_Exercise aim_.
Present the lines below as a Markdown table with two columns, Number and Line, numbering the rows and skipping any blank lines. Leave the pictures out of the table.

_Record excerpts_.
* * *

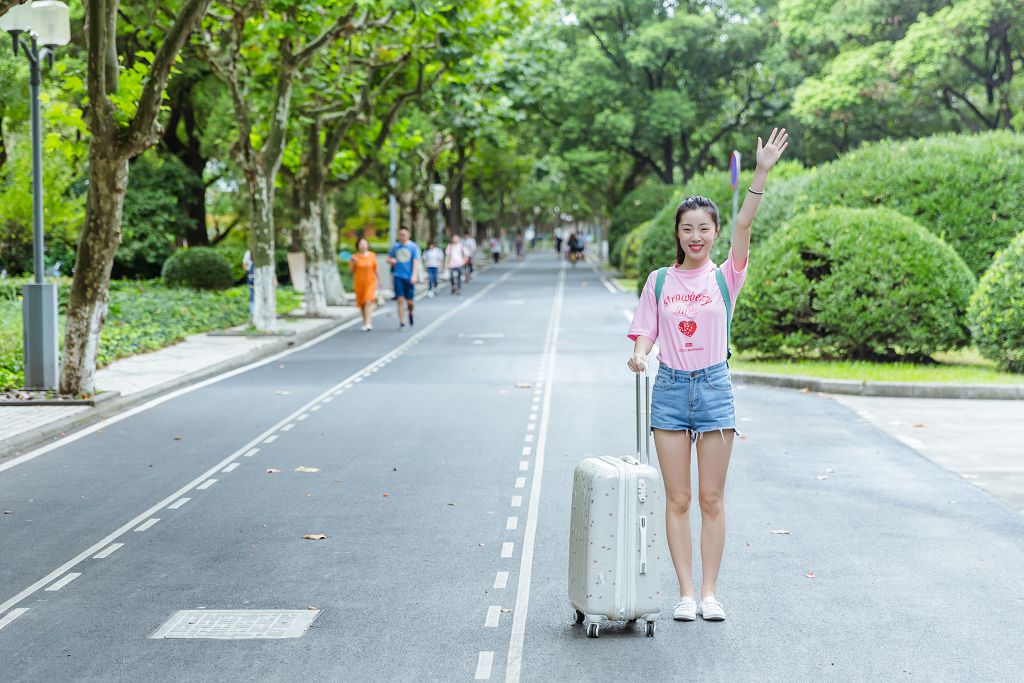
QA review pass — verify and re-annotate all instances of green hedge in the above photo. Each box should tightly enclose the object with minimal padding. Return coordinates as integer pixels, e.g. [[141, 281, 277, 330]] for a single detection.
[[968, 232, 1024, 373], [732, 207, 975, 359], [755, 131, 1024, 275], [0, 280, 302, 391], [163, 247, 234, 290]]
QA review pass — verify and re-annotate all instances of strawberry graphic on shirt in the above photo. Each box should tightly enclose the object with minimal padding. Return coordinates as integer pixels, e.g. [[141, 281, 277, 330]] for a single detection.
[[679, 321, 697, 337]]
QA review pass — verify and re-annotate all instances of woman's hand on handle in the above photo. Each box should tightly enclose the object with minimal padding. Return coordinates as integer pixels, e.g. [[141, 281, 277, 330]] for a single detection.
[[626, 335, 654, 375]]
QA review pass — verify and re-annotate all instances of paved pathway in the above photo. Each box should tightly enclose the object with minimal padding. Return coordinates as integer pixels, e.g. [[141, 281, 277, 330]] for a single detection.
[[0, 255, 1024, 681]]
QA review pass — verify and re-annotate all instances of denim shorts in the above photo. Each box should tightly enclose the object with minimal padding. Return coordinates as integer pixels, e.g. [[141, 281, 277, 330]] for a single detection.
[[650, 361, 739, 440]]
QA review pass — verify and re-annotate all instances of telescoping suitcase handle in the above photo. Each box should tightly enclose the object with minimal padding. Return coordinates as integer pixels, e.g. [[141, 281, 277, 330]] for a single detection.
[[637, 370, 650, 465]]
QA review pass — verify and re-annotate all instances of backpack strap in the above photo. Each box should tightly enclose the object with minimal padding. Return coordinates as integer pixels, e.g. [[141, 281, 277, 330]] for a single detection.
[[715, 268, 732, 360], [654, 268, 669, 303]]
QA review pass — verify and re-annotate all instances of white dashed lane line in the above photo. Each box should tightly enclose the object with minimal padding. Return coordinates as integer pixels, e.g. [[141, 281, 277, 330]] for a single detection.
[[135, 517, 160, 531], [473, 651, 495, 681], [46, 571, 82, 592], [92, 543, 125, 560]]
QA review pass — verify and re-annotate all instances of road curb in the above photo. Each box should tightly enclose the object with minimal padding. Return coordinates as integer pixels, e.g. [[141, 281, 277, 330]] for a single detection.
[[0, 312, 359, 460], [731, 371, 1024, 400]]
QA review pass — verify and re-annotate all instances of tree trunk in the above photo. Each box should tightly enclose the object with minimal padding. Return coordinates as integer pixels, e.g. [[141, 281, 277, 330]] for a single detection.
[[60, 151, 128, 395], [249, 175, 278, 332]]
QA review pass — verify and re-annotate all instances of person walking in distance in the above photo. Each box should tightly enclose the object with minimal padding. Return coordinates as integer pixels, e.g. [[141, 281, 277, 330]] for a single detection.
[[423, 242, 444, 297], [488, 236, 502, 265], [387, 227, 420, 329], [627, 128, 788, 622], [348, 238, 378, 332], [444, 234, 468, 295], [462, 232, 476, 285]]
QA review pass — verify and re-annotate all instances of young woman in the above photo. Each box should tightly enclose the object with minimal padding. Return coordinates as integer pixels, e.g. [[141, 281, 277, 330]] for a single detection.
[[627, 128, 788, 622], [348, 238, 377, 332]]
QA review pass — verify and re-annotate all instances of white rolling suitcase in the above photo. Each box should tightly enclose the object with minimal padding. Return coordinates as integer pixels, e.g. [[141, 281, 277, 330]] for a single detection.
[[569, 374, 665, 638]]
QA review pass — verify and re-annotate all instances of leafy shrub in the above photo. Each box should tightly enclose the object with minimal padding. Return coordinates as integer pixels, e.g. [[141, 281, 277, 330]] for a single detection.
[[618, 220, 651, 278], [755, 131, 1024, 275], [608, 178, 679, 264], [163, 247, 232, 290], [113, 154, 205, 279], [732, 207, 975, 359], [968, 232, 1024, 373]]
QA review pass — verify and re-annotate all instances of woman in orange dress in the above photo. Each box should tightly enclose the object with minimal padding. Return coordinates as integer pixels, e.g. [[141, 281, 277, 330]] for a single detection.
[[348, 238, 377, 332]]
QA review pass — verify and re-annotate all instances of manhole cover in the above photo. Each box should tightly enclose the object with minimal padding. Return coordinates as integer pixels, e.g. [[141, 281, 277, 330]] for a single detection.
[[150, 609, 321, 640]]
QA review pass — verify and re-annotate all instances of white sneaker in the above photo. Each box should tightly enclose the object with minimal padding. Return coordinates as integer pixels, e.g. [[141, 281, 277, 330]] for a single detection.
[[700, 595, 725, 622], [672, 596, 697, 622]]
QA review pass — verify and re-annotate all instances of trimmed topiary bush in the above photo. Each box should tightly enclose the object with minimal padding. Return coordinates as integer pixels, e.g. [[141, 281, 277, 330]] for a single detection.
[[732, 207, 975, 360], [968, 232, 1024, 373], [163, 247, 234, 290]]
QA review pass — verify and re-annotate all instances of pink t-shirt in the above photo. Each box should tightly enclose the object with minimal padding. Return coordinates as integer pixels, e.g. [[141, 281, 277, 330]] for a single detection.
[[628, 251, 746, 371]]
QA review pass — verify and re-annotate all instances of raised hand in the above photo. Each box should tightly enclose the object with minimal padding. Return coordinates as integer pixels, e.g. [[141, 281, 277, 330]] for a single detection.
[[757, 128, 790, 171]]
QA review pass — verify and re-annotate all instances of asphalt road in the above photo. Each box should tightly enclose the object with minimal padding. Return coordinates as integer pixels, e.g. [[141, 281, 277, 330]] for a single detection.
[[0, 254, 1024, 681]]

* * *

_Exercise answer_.
| Number | Line |
|---|---|
| 1 | QA review pass — verify and re-annotate all instances of green hedge in the above photo. Each box should tightly enclose the object with minimal padding. Return coordinates as integer pixels, e.g. [[141, 281, 277, 330]] for a single detection. |
| 2 | [[968, 232, 1024, 373], [732, 207, 975, 359], [755, 131, 1024, 275], [0, 280, 302, 391], [163, 247, 234, 290]] |
| 3 | QA review pass — verify and re-annotate all instances of strawberry graphic on shirt in the above photo. Each box should tightly enclose the object with minimal padding. Return coordinates as integer pixels, e.g. [[141, 281, 277, 330]] for a single detection. |
| 4 | [[679, 321, 697, 337]] |
| 5 | QA review pass — verify and re-annotate all instances of woman's hand on handle in the above photo. Each box should tightly enclose the object with minimal padding. Return coordinates as integer pixels, e.g. [[141, 281, 277, 330]] for a single detection. |
| 6 | [[626, 335, 654, 375]] |
| 7 | QA review pass — verify and re-annotate all instances of paved pathway in the above photo. Each box should tightly enclose the object with minimal padding. Return coordinates as integer pixels, e.g. [[141, 281, 277, 330]] for a single detection. |
| 8 | [[0, 255, 1024, 681]] |
| 9 | QA review pass — verify and re-annotate all instances of denim shorts in the above photo. Each box should tightly enclose the object with minimal padding. Return coordinates as integer pixels, e.g. [[141, 281, 277, 330]] for a single detection. |
| 10 | [[650, 361, 739, 440]] |
| 11 | QA review pass — verify and re-annotate all instances of telescoping suitcase handle in the above photo. Each box should tightly enclose the object with minimal padding. Return coordinates as integer pixels, e.g. [[141, 281, 277, 330]] for a single detection. |
| 12 | [[637, 370, 650, 465]] |
| 13 | QA review pass — verify and re-annotate all instances of backpack strap in the above photo. Each box should tightly enclose the object with minimal padding. Return coordinates as integer pixels, e.g. [[141, 281, 277, 330]] for a single detection. |
| 14 | [[715, 268, 732, 360], [654, 268, 669, 303]] |
| 15 | QA review pass — verify and re-annotate all instances of white dashed lane line in the above photo. Each box should tightly enclose the object with minimal padding. Return coordinates as integer pixels, e.g. [[141, 281, 277, 330]] for a single detection. |
| 16 | [[135, 517, 160, 531], [473, 651, 495, 681], [46, 571, 82, 592], [92, 543, 125, 560]] |
| 17 | QA review pass — verify and re-annotate all instances of road curb in the above photo. Each box should tightly enclose the object with minimal padding. Return coordinates as integer pixels, e.g. [[141, 281, 277, 330]] for a single detection. |
| 18 | [[0, 312, 359, 460], [731, 371, 1024, 400]] |
| 19 | QA review pass — verify and re-annotate all instances of tree trunk in the above photo. Each box should tightly enclose the object with minimal padding. Return coordinates as integer pixels, e.g. [[141, 281, 277, 330]] for a single detection. |
| 20 | [[60, 151, 128, 395], [249, 175, 278, 332]] |
| 21 | QA review pass — verify and re-annotate all instances of person walking in distance in the above photo. Each box should tightly enclose the object with minimal padding. Return coordinates as integer pixels, e.g. [[141, 281, 277, 330]] for a single detection. |
| 22 | [[423, 242, 444, 297], [488, 236, 502, 265], [387, 227, 420, 329], [627, 128, 788, 622], [348, 238, 378, 332], [444, 234, 468, 295], [462, 232, 476, 285]] |
| 23 | QA review pass — verify and re-annotate all instances of young woman in the above photo. Each box should tightly enclose the object with minimal padding. Return coordinates as integer pixels, e.g. [[141, 281, 277, 330]] for a single detection. |
| 24 | [[627, 128, 788, 622], [348, 238, 377, 332]] |
| 25 | QA review pass — verify and re-annotate all instances of white rolling suitcase in the above photo. Each box should tightly enclose the object with minimal padding. Return coordinates as integer pixels, e.g. [[141, 281, 277, 330]] for a single detection. |
| 26 | [[569, 374, 665, 638]] |
| 27 | QA review pass — verify and re-annotate all instances of leafy shrub in the above photo. Each box should tightly enclose the object with minimal padding. Return coordinates as integer pixels, e.g. [[141, 281, 277, 330]] for a single detection. |
| 28 | [[618, 220, 651, 278], [755, 131, 1024, 275], [608, 178, 679, 264], [163, 247, 232, 290], [113, 154, 205, 279], [732, 207, 975, 359], [968, 232, 1024, 373]] |
| 29 | QA review pass — verify and re-annotate all instances of woman in orange dress in the above photo. Each box should tightly enclose the object with minimal padding. Return coordinates as integer pixels, e.g. [[141, 281, 277, 330]] for a single detection. |
| 30 | [[348, 238, 377, 332]] |
| 31 | QA review pass — verify and re-annotate all instances of manhole cover in the above photo. Each box should tightly enclose the object with minimal padding. Return coordinates as integer pixels, e.g. [[141, 281, 277, 330]] for a single detection. |
| 32 | [[150, 609, 321, 640]] |
| 33 | QA review pass — verify and re-annotate all instances of white sneaker in the above photo. Each box should tightly enclose the object with minimal padding. Return coordinates as integer pixels, e.g. [[141, 281, 277, 330]] for a single detection. |
| 34 | [[700, 595, 725, 622], [672, 596, 697, 622]] |
| 35 | QA review pass — verify and re-annotate all instances of trimmed topiary bush in the above photo. Each box should tightly enclose the object with minimal padding. Return coordinates as integer pixels, e.g. [[141, 281, 277, 330]] for a single detection. |
| 36 | [[732, 207, 975, 360], [968, 232, 1024, 373], [163, 247, 234, 290]] |
| 37 | QA review pass — verify and re-annotate all instances of pink t-shirt in the above photo. Each box should tightly enclose the object with minimal padding. Return coordinates as integer pixels, e.g. [[141, 281, 277, 330]] for a single detection. |
| 38 | [[628, 251, 746, 371]] |
| 39 | QA review pass — verify and re-annotate all instances of raised hand in the above photo. Each box should tightly enclose the object with minimal padding. Return coordinates as integer pixels, e.g. [[141, 281, 277, 330]] for a single detection. |
| 40 | [[757, 128, 790, 171]] |
| 41 | QA review pass — verify and re-annotate all instances of asphalt road in the above photo. Each box should tightly enclose the object with minimal padding. Return coordinates as integer pixels, e.g. [[141, 281, 277, 330]] for a single detection. |
| 42 | [[0, 254, 1024, 681]] |